This feature is intended for benchmarking and testing LLMs (either local or 3rd party) for language processing tasks. The user can interact with an LLM in the command terminal, whilst specifying a prompt and an output file directory to store the conversation.

psifx text chat \
    [--prompt chat_history.txt] \
    [--output file.txt] \
    [--provider ollama] \
    [--model llama3.1] \
    [--model_config model_config.yaml] \
    [--api_key api_key]       

--prompt: Prompt or path to a .txt file containing the prompt / chat history.
--output: Path to a .txt save file.

Instruction¶

This feature is intended to allow general usage of LLMs (either local or 3rd party) for language processing tasks.

psifx text instruction \
    --instruction instruction.yaml \
    --input input.txt \
    --output output.txt \
    [--provider ollama] \
    [--model llama3.1] \
    [--model_config model_config.yaml] \
    [--api_key api_key] \

--instruction: Path to a .yaml file containing the prompt and parser, details below.
--input: Path to the input file.
--output: Path to the output file.

Supported format combinations:
- .txt input → .txt output
- .vtt input → .txt output
- .csv input → .csv output

Note: The .txt and .vtt formats are suited for simpler use cases. The .csv format, however, allows you to process multiple datas and use complex prompts that combine multiples information.

Instruction files¶

Both the prompt and the parser are specified in a .yaml file. The model will generate an answer to the prompt, this answer will be parsed by the parser, which you will get as output.

prompt: |
    user: Here is a semi-structured interview transcript between an
    interviewer denoted ’INTERVIEWER’ and a patient denoted ’PATIENT’
    who is reviewing a mobile app: {text}.
    I am interested in the following question with the desired
    response types in parentheses. Do not make anything up that is
    not in the original transcript. If there is no information to
    answer the question, just write NA. If they barely say anything
    about a question, then the certainty should be very low.
    1) Does the patient find the app useful? (Two integers: Rating out
    of 10 with certainty out of 10 where 10 is maximally certain)
parser:
    to_lower: True 

Prompt¶

The prompt enables you to tell the model what you want, and guide its generation.

prompt: |
    system: You are an expert doctor.
    user: You take care of a new patient.
    assistant: What are the patient symptoms?
    user: The patient has the following symptoms {text}.

Data to examine:
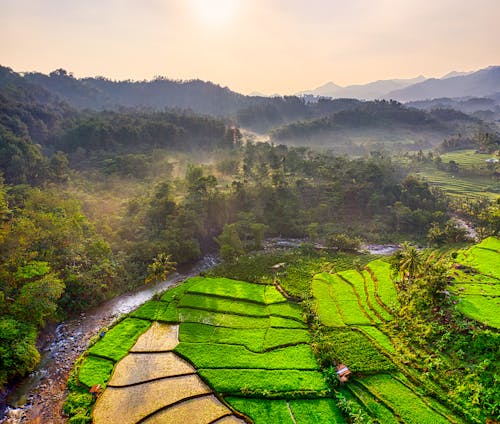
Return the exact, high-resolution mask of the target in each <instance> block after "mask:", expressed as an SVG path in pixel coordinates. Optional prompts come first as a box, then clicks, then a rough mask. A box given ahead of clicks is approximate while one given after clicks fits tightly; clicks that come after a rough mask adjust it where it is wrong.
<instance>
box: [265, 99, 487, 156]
mask: <svg viewBox="0 0 500 424" xmlns="http://www.w3.org/2000/svg"><path fill="white" fill-rule="evenodd" d="M481 122H482V121H480V120H479V119H477V118H474V117H471V116H469V115H466V114H464V113H462V112H459V111H455V110H453V109H436V110H432V111H425V110H419V109H415V108H410V107H407V106H406V105H403V104H401V103H398V102H396V101H386V100H381V101H380V100H377V101H366V102H360V103H359V104H358V106H357V107H354V108H350V109H345V110H342V111H339V112H336V113H333V114H331V115H329V116H325V117H322V118H319V119H312V120H308V121H297V122H292V123H290V124H288V125H285V126H283V127H280V128H276V129H274V130H272V131H271V132H270V136H271V140H272V141H273V142H275V143H291V144H304V143H305V144H307V145H317V146H318V145H319V146H321V147H322V148H334V149H335V151H337V152H343V153H348V154H366V153H369V151H370V150H366V148H367V147H369V146H375V147H373V148H371V149H372V150H380V149H381V148H382V149H384V148H387V149H390V150H391V151H396V150H401V151H404V150H406V151H407V150H412V149H422V148H429V147H432V146H435V145H437V144H438V143H439V142H441V141H442V139H443V138H444V137H448V136H451V135H454V134H457V133H460V134H470V133H471V132H473V131H474V130H475V129H477V126H478V125H480V124H481Z"/></svg>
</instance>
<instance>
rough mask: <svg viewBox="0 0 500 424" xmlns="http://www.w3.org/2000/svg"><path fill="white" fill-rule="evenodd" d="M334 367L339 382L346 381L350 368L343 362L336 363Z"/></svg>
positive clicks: (351, 373) (348, 373)
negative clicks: (336, 365)
mask: <svg viewBox="0 0 500 424" xmlns="http://www.w3.org/2000/svg"><path fill="white" fill-rule="evenodd" d="M335 368H336V370H337V377H338V379H339V380H340V382H341V383H347V382H348V381H349V376H350V375H351V374H352V372H351V370H350V369H349V368H347V366H346V365H344V364H338V365H337V366H336V367H335Z"/></svg>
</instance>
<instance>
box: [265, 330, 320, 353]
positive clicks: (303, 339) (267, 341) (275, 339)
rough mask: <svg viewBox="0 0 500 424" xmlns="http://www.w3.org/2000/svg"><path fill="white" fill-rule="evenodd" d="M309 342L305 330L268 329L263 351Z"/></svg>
mask: <svg viewBox="0 0 500 424" xmlns="http://www.w3.org/2000/svg"><path fill="white" fill-rule="evenodd" d="M310 341H311V335H310V334H309V332H308V331H307V330H301V329H289V328H273V327H270V328H268V330H267V332H266V335H265V338H264V346H263V348H264V350H268V349H273V348H276V347H279V346H286V345H295V344H299V343H307V344H309V342H310Z"/></svg>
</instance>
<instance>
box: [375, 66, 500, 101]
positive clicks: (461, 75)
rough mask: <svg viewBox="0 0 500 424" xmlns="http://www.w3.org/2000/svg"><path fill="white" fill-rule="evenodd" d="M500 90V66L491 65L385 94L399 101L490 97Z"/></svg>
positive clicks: (427, 80)
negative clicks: (454, 75)
mask: <svg viewBox="0 0 500 424" xmlns="http://www.w3.org/2000/svg"><path fill="white" fill-rule="evenodd" d="M499 91H500V66H490V67H488V68H485V69H481V70H479V71H476V72H473V73H471V74H467V75H459V76H452V77H448V78H444V79H443V78H441V79H437V78H430V79H427V80H425V81H422V82H419V83H416V84H412V85H410V86H407V87H405V88H401V89H398V90H393V91H391V92H389V93H387V95H386V96H385V98H387V97H389V98H392V99H394V100H398V101H403V102H407V101H414V100H425V99H436V98H440V97H488V96H490V95H492V94H495V93H498V92H499Z"/></svg>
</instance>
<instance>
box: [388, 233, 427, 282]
mask: <svg viewBox="0 0 500 424" xmlns="http://www.w3.org/2000/svg"><path fill="white" fill-rule="evenodd" d="M421 268H422V258H421V254H420V252H419V251H418V250H417V248H416V247H415V246H413V245H411V244H410V243H408V242H404V243H402V244H401V250H400V251H399V252H397V253H396V254H395V255H394V256H393V260H392V269H393V270H394V271H395V273H396V274H399V275H400V276H401V277H402V280H401V282H402V288H403V289H404V290H406V291H409V289H410V287H411V285H412V282H413V280H414V279H415V278H417V277H418V275H419V271H420V270H421Z"/></svg>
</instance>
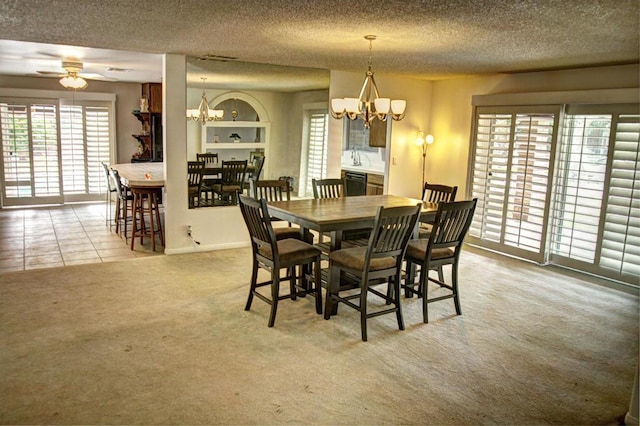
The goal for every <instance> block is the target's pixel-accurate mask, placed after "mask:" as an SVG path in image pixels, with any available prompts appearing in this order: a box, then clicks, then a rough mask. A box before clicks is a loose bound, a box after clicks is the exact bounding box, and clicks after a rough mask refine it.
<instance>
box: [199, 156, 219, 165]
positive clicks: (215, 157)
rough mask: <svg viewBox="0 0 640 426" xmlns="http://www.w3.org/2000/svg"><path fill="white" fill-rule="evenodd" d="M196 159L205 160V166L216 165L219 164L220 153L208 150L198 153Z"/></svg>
mask: <svg viewBox="0 0 640 426" xmlns="http://www.w3.org/2000/svg"><path fill="white" fill-rule="evenodd" d="M196 160H198V161H204V166H205V167H215V166H217V165H218V153H217V152H206V153H202V154H200V153H198V154H196Z"/></svg>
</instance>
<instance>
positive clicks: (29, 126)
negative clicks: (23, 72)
mask: <svg viewBox="0 0 640 426" xmlns="http://www.w3.org/2000/svg"><path fill="white" fill-rule="evenodd" d="M58 105H59V106H58ZM111 111H112V110H111V103H109V102H105V101H80V102H79V101H75V102H74V101H73V100H70V99H62V100H53V99H48V100H45V101H40V100H37V99H27V98H15V99H2V100H0V129H1V133H0V136H1V137H2V145H1V146H2V161H3V176H2V180H3V182H2V183H3V185H2V188H3V192H2V196H3V204H4V205H30V204H31V205H33V204H50V203H55V204H61V203H63V202H64V201H87V200H98V199H101V195H100V194H104V191H105V190H106V182H105V178H104V171H103V170H102V169H101V165H100V162H103V161H104V162H110V152H111V144H112V139H113V137H112V135H111V128H113V126H112V123H111V120H112V118H111V116H112V112H111Z"/></svg>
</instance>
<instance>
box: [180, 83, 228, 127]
mask: <svg viewBox="0 0 640 426" xmlns="http://www.w3.org/2000/svg"><path fill="white" fill-rule="evenodd" d="M200 78H201V79H202V100H201V101H200V105H199V106H198V108H197V109H188V110H187V120H194V121H201V122H202V125H203V126H204V125H205V124H207V121H213V120H222V117H223V116H224V111H223V110H221V109H210V108H209V102H208V101H207V94H206V93H205V89H204V82H205V80H206V78H205V77H200Z"/></svg>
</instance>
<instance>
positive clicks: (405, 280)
mask: <svg viewBox="0 0 640 426" xmlns="http://www.w3.org/2000/svg"><path fill="white" fill-rule="evenodd" d="M406 269H407V275H406V277H405V280H404V285H405V289H404V297H406V298H407V299H410V298H412V297H413V293H412V292H411V291H409V289H408V288H407V287H411V288H413V286H414V281H415V279H416V265H415V263H413V262H409V261H407V266H406Z"/></svg>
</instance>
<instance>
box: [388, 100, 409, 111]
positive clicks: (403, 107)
mask: <svg viewBox="0 0 640 426" xmlns="http://www.w3.org/2000/svg"><path fill="white" fill-rule="evenodd" d="M406 107H407V101H405V100H401V99H394V100H392V101H391V112H392V113H394V114H404V110H405V108H406Z"/></svg>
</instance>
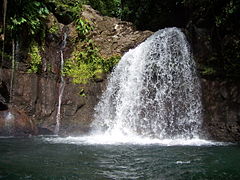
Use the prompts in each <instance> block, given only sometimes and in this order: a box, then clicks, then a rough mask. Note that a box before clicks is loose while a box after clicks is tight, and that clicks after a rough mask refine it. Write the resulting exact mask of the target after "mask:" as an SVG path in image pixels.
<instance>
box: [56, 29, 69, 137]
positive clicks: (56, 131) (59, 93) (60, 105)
mask: <svg viewBox="0 0 240 180" xmlns="http://www.w3.org/2000/svg"><path fill="white" fill-rule="evenodd" d="M66 44H67V33H66V32H64V34H63V41H62V45H61V49H60V60H61V61H60V62H61V65H60V74H61V75H60V86H59V91H58V92H59V93H58V94H59V95H58V107H57V115H56V126H55V130H54V133H55V134H58V132H59V128H60V120H61V104H62V97H63V92H64V88H65V80H64V78H63V75H62V72H63V67H64V54H63V51H64V49H65V47H66Z"/></svg>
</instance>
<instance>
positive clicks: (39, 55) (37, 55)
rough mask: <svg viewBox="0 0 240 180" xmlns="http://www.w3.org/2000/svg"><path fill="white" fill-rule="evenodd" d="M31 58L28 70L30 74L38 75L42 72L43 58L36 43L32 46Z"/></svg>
mask: <svg viewBox="0 0 240 180" xmlns="http://www.w3.org/2000/svg"><path fill="white" fill-rule="evenodd" d="M28 55H29V57H30V67H29V69H28V72H29V73H37V72H39V70H40V67H41V62H42V57H41V55H40V50H39V46H38V44H37V43H36V42H34V43H33V44H32V46H31V47H30V51H29V54H28Z"/></svg>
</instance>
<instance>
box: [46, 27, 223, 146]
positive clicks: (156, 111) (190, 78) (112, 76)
mask: <svg viewBox="0 0 240 180" xmlns="http://www.w3.org/2000/svg"><path fill="white" fill-rule="evenodd" d="M195 66H196V65H195V62H194V60H193V58H192V56H191V52H190V47H189V44H188V42H187V40H186V37H185V35H184V34H183V32H181V30H179V29H178V28H166V29H162V30H159V31H158V32H156V33H155V34H153V35H152V36H151V37H150V38H148V39H147V40H146V41H145V42H143V43H142V44H140V45H139V46H138V47H136V48H135V49H131V50H130V51H129V52H127V53H126V54H125V55H124V56H123V57H122V59H121V60H120V62H119V64H118V65H117V66H116V67H115V69H114V71H113V72H112V74H111V75H110V77H109V79H108V85H107V89H106V91H105V92H104V93H103V95H102V97H101V100H100V102H99V103H98V105H97V106H96V108H95V110H96V113H95V120H94V121H93V123H92V125H91V127H92V131H91V133H90V135H87V136H82V137H68V138H54V139H51V138H50V139H47V140H49V141H53V142H56V143H73V144H82V143H83V144H84V143H86V144H122V143H124V144H125V143H130V144H160V145H164V146H165V145H166V146H171V145H194V146H195V145H222V144H219V143H215V142H211V141H207V140H204V139H201V138H199V134H200V131H201V125H202V104H201V86H200V81H199V78H198V76H197V72H196V67H195Z"/></svg>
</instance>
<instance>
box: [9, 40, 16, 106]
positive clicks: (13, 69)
mask: <svg viewBox="0 0 240 180" xmlns="http://www.w3.org/2000/svg"><path fill="white" fill-rule="evenodd" d="M14 74H15V40H14V39H12V71H11V80H10V92H9V93H10V102H12V97H13V83H14Z"/></svg>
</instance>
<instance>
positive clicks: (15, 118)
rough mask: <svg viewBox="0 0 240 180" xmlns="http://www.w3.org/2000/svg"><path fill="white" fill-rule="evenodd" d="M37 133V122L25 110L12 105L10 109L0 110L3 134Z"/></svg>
mask: <svg viewBox="0 0 240 180" xmlns="http://www.w3.org/2000/svg"><path fill="white" fill-rule="evenodd" d="M36 134H37V129H36V126H35V124H34V123H33V121H32V120H31V118H29V117H28V116H27V114H25V112H24V111H23V110H19V109H18V108H16V107H10V108H9V109H8V110H5V111H0V135H1V136H3V135H7V136H28V135H36Z"/></svg>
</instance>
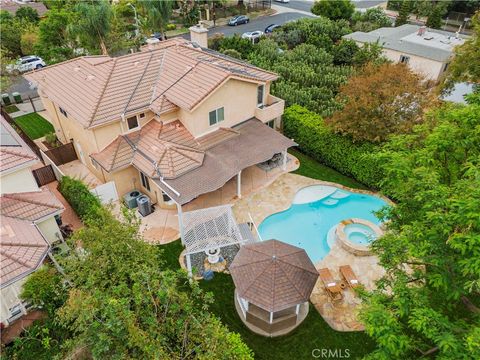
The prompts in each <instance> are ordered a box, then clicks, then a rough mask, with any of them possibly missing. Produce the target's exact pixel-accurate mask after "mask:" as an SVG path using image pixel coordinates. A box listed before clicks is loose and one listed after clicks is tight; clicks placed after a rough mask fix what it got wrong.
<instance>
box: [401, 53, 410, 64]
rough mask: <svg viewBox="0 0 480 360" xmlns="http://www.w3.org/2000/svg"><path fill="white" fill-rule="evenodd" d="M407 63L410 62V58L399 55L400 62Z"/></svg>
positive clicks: (409, 56) (404, 55) (405, 56)
mask: <svg viewBox="0 0 480 360" xmlns="http://www.w3.org/2000/svg"><path fill="white" fill-rule="evenodd" d="M409 61H410V56H406V55H400V62H401V63H402V64H408V62H409Z"/></svg>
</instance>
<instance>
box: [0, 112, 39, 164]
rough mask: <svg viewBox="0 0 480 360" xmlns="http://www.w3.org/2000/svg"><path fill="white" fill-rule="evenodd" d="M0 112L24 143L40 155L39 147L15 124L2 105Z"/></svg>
mask: <svg viewBox="0 0 480 360" xmlns="http://www.w3.org/2000/svg"><path fill="white" fill-rule="evenodd" d="M0 112H1V114H2V117H3V118H4V119H5V120H7V122H8V123H9V124H10V125H11V126H12V127H13V128H14V129H15V130H16V131H17V133H18V135H20V137H21V138H22V140H23V141H25V143H26V144H27V145H28V146H29V147H30V149H32V150H33V151H34V152H35V154H37V156H38V157H41V154H40V149H39V148H38V146H37V144H35V142H33V140H32V139H30V138H29V137H28V136H27V134H25V133H24V132H23V130H22V129H21V128H20V127H18V126H17V124H15V121H13V118H12V117H11V116H10V114H8V113H7V112H6V111H5V108H4V107H3V106H1V110H0Z"/></svg>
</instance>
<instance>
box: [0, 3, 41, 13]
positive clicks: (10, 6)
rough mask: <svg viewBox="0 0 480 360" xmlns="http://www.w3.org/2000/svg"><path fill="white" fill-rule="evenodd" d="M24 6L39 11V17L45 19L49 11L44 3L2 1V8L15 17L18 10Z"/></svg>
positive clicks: (0, 4)
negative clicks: (40, 17) (46, 12)
mask: <svg viewBox="0 0 480 360" xmlns="http://www.w3.org/2000/svg"><path fill="white" fill-rule="evenodd" d="M24 6H26V7H30V8H32V9H35V10H37V13H38V16H39V17H44V16H45V14H46V12H47V11H48V9H47V7H46V6H45V4H44V3H42V2H33V1H20V0H0V7H1V8H2V10H5V11H8V12H9V13H10V14H12V15H15V13H16V12H17V10H18V9H20V8H21V7H24Z"/></svg>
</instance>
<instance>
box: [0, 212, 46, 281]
mask: <svg viewBox="0 0 480 360" xmlns="http://www.w3.org/2000/svg"><path fill="white" fill-rule="evenodd" d="M0 221H1V225H0V276H1V277H0V287H4V286H7V285H9V284H11V283H12V282H14V281H16V280H19V279H21V278H23V277H25V276H27V275H28V274H30V273H31V272H33V271H34V270H35V269H37V268H38V266H40V264H41V263H42V261H43V259H44V258H45V256H46V255H47V252H48V249H49V246H48V243H47V242H46V241H45V239H44V238H43V236H42V234H41V233H40V231H39V230H38V228H37V226H36V225H35V224H33V223H32V222H31V221H28V220H20V219H15V218H12V217H6V216H3V215H2V216H0Z"/></svg>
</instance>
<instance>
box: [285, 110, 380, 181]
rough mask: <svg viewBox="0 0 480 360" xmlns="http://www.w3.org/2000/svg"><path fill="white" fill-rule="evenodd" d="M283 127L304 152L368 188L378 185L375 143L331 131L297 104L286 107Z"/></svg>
mask: <svg viewBox="0 0 480 360" xmlns="http://www.w3.org/2000/svg"><path fill="white" fill-rule="evenodd" d="M283 128H284V133H285V135H286V136H288V137H290V138H293V139H294V140H295V142H296V143H297V144H298V145H299V148H300V150H301V151H302V152H304V153H305V154H307V155H310V156H311V157H313V158H314V159H316V160H317V161H319V162H321V163H323V164H325V165H327V166H330V167H332V168H334V169H336V170H337V171H339V172H341V173H342V174H344V175H347V176H350V177H353V178H354V179H356V180H357V181H359V182H361V183H363V184H365V185H367V186H368V187H370V188H376V189H377V188H378V187H379V183H380V180H381V179H382V171H381V169H380V166H379V163H378V160H376V159H374V158H373V157H372V156H371V155H372V154H374V153H376V152H378V151H379V150H380V147H379V146H378V145H375V144H372V143H369V142H363V143H354V142H352V140H351V139H350V138H348V137H346V136H343V135H340V134H336V133H334V132H333V131H332V130H331V129H330V128H329V127H328V126H327V125H326V124H325V122H324V121H323V119H322V117H321V116H320V115H318V114H316V113H314V112H312V111H309V110H307V109H306V108H304V107H302V106H300V105H293V106H290V107H289V108H287V109H286V110H285V114H284V115H283Z"/></svg>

Directions: Continue the psifx text-command documentation from where it stops, after the sample prompt with the system, user and assistant lines.

Task result:
Prompts can be customized with the headers system, user, and assistant.

In prompts {text} is a placeholder for the content of a .txt or .vtt files.

When using .csv files, you will instead use placeholder for the content of columns, specified as {column_name}. Hence, with .csv file you can have placeholder referring to different elements, i.e., {city} {county}.

prompt: |
    user: A patient stayed in hospital {hospital_name}.
    He was asked to fill in this satisfaction questionnaire: {questionary_content}
    Here are the answers he gave: {patient_answers}
    On a scale out of 10 was the patient satisfied?
    What did he think could be improved?

Parser¶

The parser enables you to post-process the generated text. It is optional; to use it you should specify a parser in the .yaml file.

prompt: |
    user: ...
parser:
    start_after: 'ANSWER:' 
    regex: '<(.*)>'
    to_lower: True 
    expect:
        - 'yes'
        - 'no' 

The steps are all optional and are applied in the following order:

start_after (str, optional):
Retains only the portion of the generated text that follows the last occurrence of the specified string.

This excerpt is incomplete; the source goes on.